[Named-object pointing records]

::::::

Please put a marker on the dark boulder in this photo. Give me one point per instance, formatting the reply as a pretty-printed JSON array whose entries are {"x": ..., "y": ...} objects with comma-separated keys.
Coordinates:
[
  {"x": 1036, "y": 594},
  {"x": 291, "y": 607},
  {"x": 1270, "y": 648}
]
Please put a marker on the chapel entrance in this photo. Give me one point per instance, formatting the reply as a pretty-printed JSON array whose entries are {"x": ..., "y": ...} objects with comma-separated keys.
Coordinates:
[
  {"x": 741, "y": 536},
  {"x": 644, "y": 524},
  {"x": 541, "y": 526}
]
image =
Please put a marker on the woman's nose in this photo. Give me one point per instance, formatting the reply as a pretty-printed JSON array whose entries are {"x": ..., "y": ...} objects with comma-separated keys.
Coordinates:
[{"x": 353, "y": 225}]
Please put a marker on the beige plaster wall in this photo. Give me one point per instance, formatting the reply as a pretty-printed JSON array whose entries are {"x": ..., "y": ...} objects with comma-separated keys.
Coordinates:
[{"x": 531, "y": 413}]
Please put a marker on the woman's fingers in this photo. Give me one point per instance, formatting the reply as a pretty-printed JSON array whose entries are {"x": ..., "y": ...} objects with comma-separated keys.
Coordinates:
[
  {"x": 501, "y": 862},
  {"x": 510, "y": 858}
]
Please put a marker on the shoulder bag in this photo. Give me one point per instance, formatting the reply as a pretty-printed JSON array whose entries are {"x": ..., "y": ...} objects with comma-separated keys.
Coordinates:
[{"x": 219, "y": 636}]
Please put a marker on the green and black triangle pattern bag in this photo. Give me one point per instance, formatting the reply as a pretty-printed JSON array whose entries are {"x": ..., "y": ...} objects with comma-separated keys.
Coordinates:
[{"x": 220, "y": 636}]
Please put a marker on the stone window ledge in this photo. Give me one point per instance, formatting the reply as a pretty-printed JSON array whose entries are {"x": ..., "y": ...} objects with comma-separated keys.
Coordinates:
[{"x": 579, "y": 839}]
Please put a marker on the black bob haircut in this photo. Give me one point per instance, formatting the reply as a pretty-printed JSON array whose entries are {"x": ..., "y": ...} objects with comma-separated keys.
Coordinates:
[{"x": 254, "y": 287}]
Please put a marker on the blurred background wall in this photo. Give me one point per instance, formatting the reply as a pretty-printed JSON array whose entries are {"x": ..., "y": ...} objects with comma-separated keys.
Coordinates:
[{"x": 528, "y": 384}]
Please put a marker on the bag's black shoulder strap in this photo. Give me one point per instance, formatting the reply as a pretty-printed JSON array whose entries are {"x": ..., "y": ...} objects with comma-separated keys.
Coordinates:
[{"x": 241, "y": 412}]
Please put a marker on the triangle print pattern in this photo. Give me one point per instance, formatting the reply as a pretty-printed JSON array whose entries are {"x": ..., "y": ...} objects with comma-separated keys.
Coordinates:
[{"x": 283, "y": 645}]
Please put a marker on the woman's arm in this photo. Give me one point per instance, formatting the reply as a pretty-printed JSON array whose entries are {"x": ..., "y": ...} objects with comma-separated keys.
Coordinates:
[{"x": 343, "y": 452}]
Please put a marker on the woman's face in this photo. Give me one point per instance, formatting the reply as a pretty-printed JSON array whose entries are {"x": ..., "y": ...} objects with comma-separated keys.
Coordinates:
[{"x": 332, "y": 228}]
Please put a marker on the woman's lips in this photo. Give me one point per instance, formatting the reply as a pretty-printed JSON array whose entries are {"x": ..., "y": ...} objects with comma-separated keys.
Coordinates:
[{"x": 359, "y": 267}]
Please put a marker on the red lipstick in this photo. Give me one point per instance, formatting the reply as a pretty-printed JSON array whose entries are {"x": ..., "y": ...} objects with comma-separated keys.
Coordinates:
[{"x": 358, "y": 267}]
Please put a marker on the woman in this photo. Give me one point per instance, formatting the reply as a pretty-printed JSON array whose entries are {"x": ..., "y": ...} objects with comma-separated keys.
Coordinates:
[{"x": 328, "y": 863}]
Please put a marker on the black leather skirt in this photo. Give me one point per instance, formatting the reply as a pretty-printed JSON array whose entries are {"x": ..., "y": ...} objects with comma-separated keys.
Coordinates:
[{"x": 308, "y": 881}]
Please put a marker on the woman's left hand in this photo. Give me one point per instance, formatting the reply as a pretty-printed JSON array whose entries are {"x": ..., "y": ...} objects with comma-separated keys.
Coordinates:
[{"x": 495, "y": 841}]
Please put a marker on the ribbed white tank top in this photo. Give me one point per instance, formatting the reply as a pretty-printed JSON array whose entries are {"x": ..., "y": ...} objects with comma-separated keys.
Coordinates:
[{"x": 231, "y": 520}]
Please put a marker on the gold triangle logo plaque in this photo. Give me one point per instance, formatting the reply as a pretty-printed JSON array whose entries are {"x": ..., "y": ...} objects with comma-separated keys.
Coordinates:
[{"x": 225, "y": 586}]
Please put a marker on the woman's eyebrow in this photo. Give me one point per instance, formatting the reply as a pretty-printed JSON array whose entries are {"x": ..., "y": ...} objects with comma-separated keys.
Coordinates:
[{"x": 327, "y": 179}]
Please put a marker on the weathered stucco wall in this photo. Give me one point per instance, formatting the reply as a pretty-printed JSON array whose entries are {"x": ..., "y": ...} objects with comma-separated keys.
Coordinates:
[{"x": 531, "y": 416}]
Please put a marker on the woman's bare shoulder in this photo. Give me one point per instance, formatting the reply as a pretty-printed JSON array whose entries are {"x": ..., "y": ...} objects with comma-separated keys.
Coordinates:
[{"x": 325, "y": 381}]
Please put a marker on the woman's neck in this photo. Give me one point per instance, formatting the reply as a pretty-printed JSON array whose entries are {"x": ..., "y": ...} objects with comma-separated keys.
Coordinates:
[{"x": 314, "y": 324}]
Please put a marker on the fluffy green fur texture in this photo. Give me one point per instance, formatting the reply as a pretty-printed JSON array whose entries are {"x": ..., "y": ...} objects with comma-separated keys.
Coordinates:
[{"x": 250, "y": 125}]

::::::

WHAT YOU ARE ASKED TO DO: Starting at the line that contains "Please put a marker on the woman's neck", quote each remaining line of the entries above, unchanged.

CORRECT ANSWER:
Please put a marker on the woman's neck in this photo. Give me one point per instance, formatting the reply as a pretty-printed JSON array whose entries are {"x": ..., "y": ...} objects with comma-separated keys.
Coordinates:
[{"x": 314, "y": 324}]
Please put a marker on the fluffy green fur texture in this photo. Give me one point per instance, formatting the reply as a pretty-printed JSON array whose entries are {"x": ..., "y": ...} objects with comma-separated keys.
Coordinates:
[{"x": 250, "y": 125}]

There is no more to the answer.